SYCL-ing the 'smallpt' Raytracer

Posted on June 16, 2015 by Luke Iwanski.

1 Introduction

This blog post is first in the series of “how-to” articles on developing and porting applications using SYCL for OpenCL, the Khronos standard for C++ single-source heterogeneous programming, built on OpenCL.

Basic knowledge of C++ and some knowledge of working with compute APIs (like OpenCL or CUDA) is required. But do not fear if you are new to SYCL – there are great tutorials like Hello World From SYCL, Introduction To SYCL and the series of SYCL Tutorials which will bring you up to speed.

In this article we would like to present a “step-by-step” process of porting Kevin Beason’s smallpt – a global illumination renderer – to the SYCL platform.

2 Overview

First of all, what is smallpt?

Smallpt is an offline raytracer in 99 lines of C++ code featuring global illumination, soft shadows, antialiasing and more (for a full list of features, visit the website). The code is very neat but requires a lot of computational power, which makes it a great target for GPU acceleration.

Shape labeling records
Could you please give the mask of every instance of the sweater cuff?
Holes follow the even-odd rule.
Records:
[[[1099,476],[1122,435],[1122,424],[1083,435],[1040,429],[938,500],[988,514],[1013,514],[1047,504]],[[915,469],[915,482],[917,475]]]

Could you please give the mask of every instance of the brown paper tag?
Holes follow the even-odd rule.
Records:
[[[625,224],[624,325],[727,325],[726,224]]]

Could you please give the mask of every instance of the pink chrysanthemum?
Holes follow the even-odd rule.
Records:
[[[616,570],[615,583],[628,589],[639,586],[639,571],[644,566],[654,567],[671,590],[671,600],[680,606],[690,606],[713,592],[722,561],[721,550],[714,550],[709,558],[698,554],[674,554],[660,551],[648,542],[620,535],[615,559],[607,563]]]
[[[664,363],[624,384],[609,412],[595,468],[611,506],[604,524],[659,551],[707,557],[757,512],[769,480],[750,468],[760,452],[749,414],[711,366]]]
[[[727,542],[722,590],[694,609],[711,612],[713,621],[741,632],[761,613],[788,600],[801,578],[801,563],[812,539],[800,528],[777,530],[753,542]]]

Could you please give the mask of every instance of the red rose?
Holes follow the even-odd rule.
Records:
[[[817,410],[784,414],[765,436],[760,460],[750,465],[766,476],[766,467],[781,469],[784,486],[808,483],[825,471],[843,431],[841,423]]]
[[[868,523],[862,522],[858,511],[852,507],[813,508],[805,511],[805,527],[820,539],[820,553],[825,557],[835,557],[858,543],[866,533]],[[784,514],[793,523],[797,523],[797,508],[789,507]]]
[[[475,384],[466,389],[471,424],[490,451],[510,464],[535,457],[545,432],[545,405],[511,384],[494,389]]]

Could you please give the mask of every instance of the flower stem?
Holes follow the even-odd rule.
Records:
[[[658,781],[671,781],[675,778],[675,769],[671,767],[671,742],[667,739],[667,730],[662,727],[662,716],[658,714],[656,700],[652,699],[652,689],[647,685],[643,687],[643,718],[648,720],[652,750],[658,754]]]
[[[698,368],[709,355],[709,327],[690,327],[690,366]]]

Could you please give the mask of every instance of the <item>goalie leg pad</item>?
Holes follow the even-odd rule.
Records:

• Work to do
• A. Translate this sentence from the article on porting smallpt to SYCL into Spanish: "The code is very neat but requires a lot of computational power, which makes it a great target for GPU acceleration."
• B. Write a continuation of the article on porting smallpt to SYCL, starting after its last sentence.

• Answers below
• A. El código es muy ordenado, pero requiere mucha potencia de cálculo, lo que lo convierte en un excelente candidato para la aceleración por GPU.

• B.
124 mins ( 5000 samples per pixel ) on 2.4 GHz Intel Core 2 Quad CPU using 4 threads – resolution 1024×768

124 mins ( 5000 samples per pixel ) on 2.4 GHz Intel Core 2 Quad CPU using 4 threads – resolution 1024×768

The development machine is an Alienware 15 laptop with:

  • 4th Generation Intel® Core™ i7 Processor
  • AMD Radeon™ HD R9 295X with 4GB GDDR5 graphics memory
  • Ubuntu 15.04


We are using GCC 4.9.2 because the version of Clang that is available via apt-get doesn't support OpenMP, which is used in the original code.

 ~/proj/sycl_smallpt$ g++ --version
g++ (Ubuntu 4.9.2-10ubuntu13) 4.9.2

Now, let’s copy the source code and compile using exactly the same compilation flags:

~/proj/smallpt$ g++ -O3 -fopenmp main.cpp -o smallpt

At this point we have one smallpt binary executable. Let’s run 5k samples per pixel:

~/proj/smallpt$ time ./smallpt 5000

A big cup of coffee later, we have the reference image.

Rendering (5000 spp) 100.00% // spp – samples per pixel
real 32m14.771s
user 252m7.268s

That is way too slow to allow an iterative development process, running the code to test each set of changes. Therefore, the number of samples per pixel will be reduced to 40 which should be a fair balance between picture quality and the time taken to render it.

~/proj/smallpt$ time ./smallpt 40
Rendering (40 spp) 100.00%
real 0m14.089s
user 1m48.080s

14 seconds ( 40 samples per pixel ) on 4th Generation Intel® Core™ i7 Processor CPU using 8 threads – resolution 1024×768.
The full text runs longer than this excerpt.